* Description of the task: Extract the complete summary of the multimodal model for interpreting feline behavior, reproducing every line verbatim.

🤖 AI Summary
This work addresses the semantic ambiguity in animal behavior—exemplified by feline purring, which conveys distinct intentions across different physiological states—by proposing the first quadruple-modal large language model tailored for felids. The model integrates video, audio, high-frequency physiological time-series signals, and textual data through a novel physiology-informed cross-modal alignment framework. This framework embeds domain-specific scientific encoders into a unified backbone architecture to enable context-aware, deep intention reasoning. Evaluated on MeowBench, an expert-constructed benchmark, the model achieves 71.16% accuracy, substantially outperforming existing baselines. The authors further release the full model, training framework, and the Meow-10K dataset, establishing a scalable new paradigm for cross-species intention understanding.

* Listed records:
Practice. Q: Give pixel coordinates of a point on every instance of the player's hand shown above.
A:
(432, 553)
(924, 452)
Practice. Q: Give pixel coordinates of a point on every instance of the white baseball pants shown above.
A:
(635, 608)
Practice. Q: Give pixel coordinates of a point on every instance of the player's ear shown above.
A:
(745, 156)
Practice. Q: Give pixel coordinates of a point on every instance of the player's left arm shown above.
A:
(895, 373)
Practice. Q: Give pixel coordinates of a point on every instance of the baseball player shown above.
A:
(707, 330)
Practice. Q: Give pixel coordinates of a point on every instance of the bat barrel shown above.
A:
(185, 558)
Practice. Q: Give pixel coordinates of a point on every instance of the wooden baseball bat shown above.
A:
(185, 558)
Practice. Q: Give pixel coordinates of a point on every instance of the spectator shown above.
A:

* Answer for this exercise:
🤖 AI Summary
This work addresses the semantic ambiguity in animal behavior—exemplified by feline purring, which conveys distinct intentions across different physiological states—by proposing the first quadruple-modal large language model tailored for felids. The model integrates video, audio, high-frequency physiological time-series signals, and textual data through a novel physiology-informed cross-modal alignment framework. This framework embeds domain-specific scientific encoders into a unified backbone architecture to enable context-aware, deep intention reasoning. Evaluated on MeowBench, an expert-constructed benchmark, the model achieves 71.16% accuracy, substantially outperforming existing baselines. The authors further release the full model, training framework, and the Meow-10K dataset, establishing a scalable new paradigm for cross-species intention understanding.